THE REQUEST ▸ Rewrite the lines below, from the line containing "Spot the hair" through the last line, replacing "hair bun" with "ponytail" and leaving everything else unchanged.

········

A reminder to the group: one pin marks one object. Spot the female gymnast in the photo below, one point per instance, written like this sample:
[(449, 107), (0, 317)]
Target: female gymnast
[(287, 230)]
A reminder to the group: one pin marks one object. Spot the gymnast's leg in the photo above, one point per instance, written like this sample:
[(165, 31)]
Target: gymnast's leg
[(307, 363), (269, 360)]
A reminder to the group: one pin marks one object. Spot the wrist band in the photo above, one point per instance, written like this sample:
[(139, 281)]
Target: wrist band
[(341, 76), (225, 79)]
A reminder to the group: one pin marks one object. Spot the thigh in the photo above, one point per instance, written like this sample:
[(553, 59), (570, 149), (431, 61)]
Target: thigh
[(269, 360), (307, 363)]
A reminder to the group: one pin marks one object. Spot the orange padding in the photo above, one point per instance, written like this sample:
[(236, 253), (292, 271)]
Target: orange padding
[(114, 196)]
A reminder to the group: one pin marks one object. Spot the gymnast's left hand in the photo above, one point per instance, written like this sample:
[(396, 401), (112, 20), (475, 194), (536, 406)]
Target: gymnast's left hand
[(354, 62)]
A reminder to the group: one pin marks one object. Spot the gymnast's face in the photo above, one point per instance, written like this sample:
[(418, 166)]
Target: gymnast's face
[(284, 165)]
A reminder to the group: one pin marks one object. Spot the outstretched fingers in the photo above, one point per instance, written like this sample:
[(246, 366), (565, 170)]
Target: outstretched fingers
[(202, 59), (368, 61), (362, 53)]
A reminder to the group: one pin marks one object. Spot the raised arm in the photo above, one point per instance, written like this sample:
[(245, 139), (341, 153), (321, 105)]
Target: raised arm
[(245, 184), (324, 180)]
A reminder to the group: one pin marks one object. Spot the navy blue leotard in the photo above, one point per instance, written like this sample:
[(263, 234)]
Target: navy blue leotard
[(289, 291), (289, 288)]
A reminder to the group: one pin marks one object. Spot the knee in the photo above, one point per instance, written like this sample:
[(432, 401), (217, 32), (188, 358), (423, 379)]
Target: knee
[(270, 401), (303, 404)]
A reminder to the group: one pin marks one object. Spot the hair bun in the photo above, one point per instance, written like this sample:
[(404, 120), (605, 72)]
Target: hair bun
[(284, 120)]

········

SOLUTION FOR THIS PROBLEM ▸
A reminder to the group: one pin marks one object. Spot the ponytail in the photo above, one point per instance, written like this sample:
[(404, 120), (605, 72)]
Target: ponytail
[(284, 120)]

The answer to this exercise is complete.